─── Page excerpt

Japan’s KDDI Corp and Sumitomo Corp are likely to partner of Myanmar’s state-backed telecommunications operator to expand services in one of the world’s least-connected countries, a Sumitomo official said.
Sumitomo’s deputy general manager in Myanmar, Soe Kyu, told Reuters the companies were jointly invited into “exclusive” talks about becoming the international partner of Myanmar Posts and Telecommunications (MPT), sharing its existing licence. No further details on the likely partnership were revealed.
MPT is currently the country’s sole telecoms operator as well as the industry’s regulator. The government plans to create a new regulator by 2015 and will divest a part of MPT but will retain a majority stake. That company, with a new name, will be one of four licensed operators.
State-backed Yatanarpon, primarily an internet service provider until now, also holds a licence. Norway’s Telenor and Qatar’s Ooredoo won the hotly contested bidding for two new licences in June.
Soe Kyu noted that a partnership between Sumitomo and KDDI had been shortlisted for the two international licences awarded in June. He added that barring any unforeseen circumstances, the consortium would instead agree a partnership with MPT within a couple of months. “This time we are confident,” he said.
A senior MPT official told Reuters the government had been delaying the final approval of licences for Ooredoo and Telenor as regulations were being drawn up following the passage of a telecommunications law in October that allowed foreign telecoms companies to operate for the first time.
Telecommunications were tightly controlled under decades of military dictatorship in Myanmar, with the government monopolising the sector and selling SIM cards for thousands of dollars when they were introduced a decade-and-a-half ago.

──────

In the Myanmar telecoms article, turn the paragraph beginning "MPT is currently" into a short bulleted list that keeps its main facts.

─── Records supplied

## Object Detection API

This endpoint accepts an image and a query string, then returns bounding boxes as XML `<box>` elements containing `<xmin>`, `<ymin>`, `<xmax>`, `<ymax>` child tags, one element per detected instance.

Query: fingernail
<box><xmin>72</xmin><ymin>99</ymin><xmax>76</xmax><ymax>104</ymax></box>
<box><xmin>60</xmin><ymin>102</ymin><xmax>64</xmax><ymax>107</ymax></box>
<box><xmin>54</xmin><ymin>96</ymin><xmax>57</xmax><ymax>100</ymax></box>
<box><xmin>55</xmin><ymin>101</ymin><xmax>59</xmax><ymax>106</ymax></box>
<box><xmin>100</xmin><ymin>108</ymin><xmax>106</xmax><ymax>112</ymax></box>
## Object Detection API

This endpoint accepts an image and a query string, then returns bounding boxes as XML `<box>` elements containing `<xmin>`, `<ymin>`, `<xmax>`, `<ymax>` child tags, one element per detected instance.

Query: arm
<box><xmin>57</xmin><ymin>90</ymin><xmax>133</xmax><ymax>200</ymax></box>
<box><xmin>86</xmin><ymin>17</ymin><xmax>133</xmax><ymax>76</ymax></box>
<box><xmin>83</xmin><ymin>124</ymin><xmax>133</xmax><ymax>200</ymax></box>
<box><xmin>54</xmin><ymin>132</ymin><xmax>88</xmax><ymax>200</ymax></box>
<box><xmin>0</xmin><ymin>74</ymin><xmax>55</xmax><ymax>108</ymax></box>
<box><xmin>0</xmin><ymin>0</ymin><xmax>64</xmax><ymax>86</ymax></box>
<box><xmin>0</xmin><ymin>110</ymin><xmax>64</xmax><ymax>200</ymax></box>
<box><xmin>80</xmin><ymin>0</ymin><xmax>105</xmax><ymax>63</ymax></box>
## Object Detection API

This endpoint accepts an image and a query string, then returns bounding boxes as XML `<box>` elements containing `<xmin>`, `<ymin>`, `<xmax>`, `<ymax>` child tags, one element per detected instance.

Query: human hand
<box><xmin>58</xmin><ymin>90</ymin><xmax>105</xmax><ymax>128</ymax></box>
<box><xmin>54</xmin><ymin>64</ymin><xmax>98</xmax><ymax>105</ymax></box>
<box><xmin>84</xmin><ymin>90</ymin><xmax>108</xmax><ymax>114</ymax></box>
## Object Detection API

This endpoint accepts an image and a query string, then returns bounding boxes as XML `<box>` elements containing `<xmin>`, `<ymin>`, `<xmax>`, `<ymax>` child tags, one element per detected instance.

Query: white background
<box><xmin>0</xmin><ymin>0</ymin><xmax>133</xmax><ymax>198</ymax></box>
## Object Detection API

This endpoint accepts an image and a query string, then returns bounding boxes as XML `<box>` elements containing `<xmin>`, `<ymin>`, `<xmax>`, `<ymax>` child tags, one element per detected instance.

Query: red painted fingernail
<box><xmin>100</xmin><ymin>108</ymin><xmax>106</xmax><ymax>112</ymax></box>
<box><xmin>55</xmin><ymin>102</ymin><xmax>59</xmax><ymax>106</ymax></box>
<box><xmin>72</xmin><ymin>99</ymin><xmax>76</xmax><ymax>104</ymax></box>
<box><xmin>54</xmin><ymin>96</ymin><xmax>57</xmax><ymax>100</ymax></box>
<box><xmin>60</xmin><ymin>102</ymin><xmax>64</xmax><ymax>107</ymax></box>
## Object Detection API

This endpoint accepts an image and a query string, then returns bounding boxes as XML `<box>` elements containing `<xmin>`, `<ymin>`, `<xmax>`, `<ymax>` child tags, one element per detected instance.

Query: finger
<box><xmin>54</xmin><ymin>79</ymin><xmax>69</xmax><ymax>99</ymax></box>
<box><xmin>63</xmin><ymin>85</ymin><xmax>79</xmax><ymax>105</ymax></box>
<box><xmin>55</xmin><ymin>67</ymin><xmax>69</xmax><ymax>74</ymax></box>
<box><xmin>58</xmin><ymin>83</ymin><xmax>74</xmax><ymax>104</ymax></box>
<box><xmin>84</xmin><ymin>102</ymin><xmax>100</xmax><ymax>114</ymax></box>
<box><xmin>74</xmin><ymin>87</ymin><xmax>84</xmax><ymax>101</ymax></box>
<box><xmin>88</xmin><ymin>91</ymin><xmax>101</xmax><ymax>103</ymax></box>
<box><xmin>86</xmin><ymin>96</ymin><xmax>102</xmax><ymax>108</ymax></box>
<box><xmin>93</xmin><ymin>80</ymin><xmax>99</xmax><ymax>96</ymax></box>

──────

Finished answer:
- MPT is now Myanmar's only telecoms operator and also the industry's regulator.
- The government plans to create a new regulator by 2015.
- The government will divest part of MPT but keep a majority stake.
- Under a new name, that company will be one of four licensed operators.